───── DATASET EXCERPTS ─────

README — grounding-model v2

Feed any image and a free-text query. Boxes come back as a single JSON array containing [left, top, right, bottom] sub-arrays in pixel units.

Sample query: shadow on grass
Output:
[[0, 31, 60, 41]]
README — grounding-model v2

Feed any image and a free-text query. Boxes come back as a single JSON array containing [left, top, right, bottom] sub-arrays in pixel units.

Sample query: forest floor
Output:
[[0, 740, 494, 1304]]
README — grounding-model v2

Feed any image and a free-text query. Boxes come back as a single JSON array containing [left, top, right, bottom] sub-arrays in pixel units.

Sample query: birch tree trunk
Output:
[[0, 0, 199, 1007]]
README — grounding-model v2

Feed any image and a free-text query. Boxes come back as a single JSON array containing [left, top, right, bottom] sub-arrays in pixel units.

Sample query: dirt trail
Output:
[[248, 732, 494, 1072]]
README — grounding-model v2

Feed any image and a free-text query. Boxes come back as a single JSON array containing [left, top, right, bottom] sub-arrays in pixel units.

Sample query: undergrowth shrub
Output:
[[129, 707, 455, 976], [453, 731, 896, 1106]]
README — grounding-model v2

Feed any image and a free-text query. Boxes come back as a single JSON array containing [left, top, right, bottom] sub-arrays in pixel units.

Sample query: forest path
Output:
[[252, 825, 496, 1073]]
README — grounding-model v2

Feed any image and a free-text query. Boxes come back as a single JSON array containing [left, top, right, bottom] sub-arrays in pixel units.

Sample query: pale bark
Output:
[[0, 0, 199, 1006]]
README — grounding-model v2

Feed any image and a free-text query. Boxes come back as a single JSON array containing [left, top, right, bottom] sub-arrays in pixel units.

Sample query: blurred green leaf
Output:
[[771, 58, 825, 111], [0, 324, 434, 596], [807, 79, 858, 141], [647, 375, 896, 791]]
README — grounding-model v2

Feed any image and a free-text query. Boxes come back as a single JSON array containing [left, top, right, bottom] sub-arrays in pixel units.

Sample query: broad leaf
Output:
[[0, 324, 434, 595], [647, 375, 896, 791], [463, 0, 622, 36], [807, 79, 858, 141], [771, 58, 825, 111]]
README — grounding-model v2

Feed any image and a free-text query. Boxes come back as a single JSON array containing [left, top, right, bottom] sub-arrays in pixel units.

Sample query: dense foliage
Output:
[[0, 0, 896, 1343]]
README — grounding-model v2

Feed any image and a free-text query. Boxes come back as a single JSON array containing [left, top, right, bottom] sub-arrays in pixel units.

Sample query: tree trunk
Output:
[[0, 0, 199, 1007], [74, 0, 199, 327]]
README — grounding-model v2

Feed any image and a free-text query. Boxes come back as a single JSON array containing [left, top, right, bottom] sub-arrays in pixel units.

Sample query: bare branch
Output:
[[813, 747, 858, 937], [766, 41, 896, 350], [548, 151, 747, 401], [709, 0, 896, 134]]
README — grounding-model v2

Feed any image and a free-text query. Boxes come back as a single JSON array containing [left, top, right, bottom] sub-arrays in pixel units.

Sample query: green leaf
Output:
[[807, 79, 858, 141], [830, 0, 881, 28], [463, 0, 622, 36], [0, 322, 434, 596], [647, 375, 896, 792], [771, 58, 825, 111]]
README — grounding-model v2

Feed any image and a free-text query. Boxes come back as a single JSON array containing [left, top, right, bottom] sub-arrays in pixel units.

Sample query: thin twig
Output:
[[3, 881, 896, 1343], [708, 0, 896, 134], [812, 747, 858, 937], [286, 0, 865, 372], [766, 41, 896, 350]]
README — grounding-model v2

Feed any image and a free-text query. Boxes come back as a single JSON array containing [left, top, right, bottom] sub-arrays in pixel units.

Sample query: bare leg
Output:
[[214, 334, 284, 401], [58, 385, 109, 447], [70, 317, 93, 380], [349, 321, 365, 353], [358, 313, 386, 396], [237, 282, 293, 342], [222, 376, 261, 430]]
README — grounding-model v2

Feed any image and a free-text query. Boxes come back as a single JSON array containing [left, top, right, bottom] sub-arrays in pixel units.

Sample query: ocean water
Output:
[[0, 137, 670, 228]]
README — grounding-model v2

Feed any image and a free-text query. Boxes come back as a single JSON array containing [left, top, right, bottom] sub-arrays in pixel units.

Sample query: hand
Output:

─────

* EXERCISE TASK *
Return all of the lines above, reproduced word for word.

* RESPONSE *
README — grounding-model v2

Feed any image and a free-text query. Boxes come back as a single JSON array containing [left, top, right, bottom] sub-arrays in pixel units.

Sample query: shadow on grass
Output:
[[0, 31, 60, 41]]
README — grounding-model v2

Feed any image and a free-text query. Boxes come back as a single JSON array containing [left, top, right, bottom] sub-arrays in pixel units.

Sample query: forest floor
Output:
[[0, 740, 494, 1304]]
README — grounding-model v2

Feed any image and a free-text query. Boxes come back as a single JSON array containing [left, top, right, bottom] sub-arrays in pixel units.

Sample query: birch tree trunk
Output:
[[0, 0, 199, 1007]]
README — grounding-model v2

Feed any image and a free-text query. Boxes come back as a single JSON array containing [left, top, right, bottom] sub-arrays in pixel units.

Sample query: dirt trail
Output:
[[248, 732, 494, 1072]]
README — grounding-model v2

Feed any image and a free-text query. Boxes come back as a single JSON array containing [left, top, right, bottom] sub-arrays in pixel units.

Sample query: undergrowth shrub
Output:
[[129, 707, 455, 976], [453, 731, 896, 1106]]
README — grounding-model v2

Feed any image and a free-text query. Boxes come back as a single JSON array containing [left, top, right, bottom] sub-arrays in pixel units.

Sample query: forest path
Output:
[[252, 825, 496, 1073]]
README — grounding-model v2

Feed any image and a free-text query. Boxes come back as a single JSON array containing [left, top, right, bottom] sub-arrays in pixel units.

Sample query: pale bark
Output:
[[0, 0, 199, 1006]]
README — grounding-model v2

Feed any image and a free-text query. Boxes come back as a single JSON array containing [left, top, right, bottom] sub-arrays in pixel units.

Sample query: blurred green leaf
Output:
[[771, 58, 825, 111], [0, 324, 434, 596], [807, 79, 858, 141], [647, 375, 896, 791]]
README — grounding-model v2

Feed any image and a free-text query. Boxes come back as a single JSON array containing [left, top, right, bottom] sub-arrays in pixel units.

Sample query: broad leaf
Output:
[[0, 324, 434, 595], [647, 375, 896, 791], [463, 0, 622, 36], [807, 79, 858, 141], [771, 58, 825, 111]]
README — grounding-model v2

Feed any image and a free-text query. Boxes come back as a single JSON array containing [left, top, right, bottom] sub-arrays in pixel units.

Sample query: dense foliage
Output:
[[0, 0, 896, 1343]]
README — grounding-model v2

Feed any image and a free-text query. Boxes come back as a single JSON array containing [left, top, right, bottom] sub-arrays in pixel units.

Sample query: tree trunk
Output:
[[0, 0, 199, 1007], [74, 0, 199, 327]]
README — grounding-model v2

Feed any image and a free-text query. Boxes come back as a single JSON array containing [left, top, right, bottom] sub-arrays in pixel units.

Sample query: bare branch
Output:
[[813, 747, 858, 937], [766, 41, 896, 350], [548, 151, 747, 401], [709, 0, 896, 134]]
README — grounding-model v2

Feed any image and a free-text query. Boxes come back as a single JSON array containing [left, top, right, bottom] sub-arrays in pixel units.

Sample query: green leaf
Output:
[[807, 79, 858, 141], [830, 0, 881, 28], [463, 0, 622, 36], [0, 322, 434, 596], [647, 375, 896, 792], [771, 58, 825, 111]]
README — grounding-model v2

Feed any image and a free-text query. Boxes come back as a single JSON array containing [left, top, right, bottom] sub-arrays in pixel units.

Sample query: thin twig
Output:
[[3, 881, 896, 1343], [708, 0, 896, 134], [812, 747, 858, 937], [286, 0, 865, 372], [766, 41, 896, 350]]
README — grounding-model v2

Feed any image and a free-text query. Boxes come back as a single JSON array containing [left, top, right, bottom] sub-arrays in pixel units.

Sample query: bare leg
Output:
[[214, 334, 284, 401], [58, 385, 109, 447], [70, 317, 93, 380], [349, 321, 365, 353], [358, 313, 386, 396], [237, 282, 293, 342], [222, 376, 261, 430]]
README — grounding-model v2

Feed any image and a free-text query. Boxes come back as a single JSON array containing [left, top, right, bottom] sub-arrays in pixel units.

Sample query: ocean water
Output:
[[0, 137, 670, 228]]
README — grounding-model v2

Feed any image and a free-text query. Boxes come back as a single JSON array containing [left, top, right, bottom] sub-arrays in pixel units.

Sample query: hand
Output:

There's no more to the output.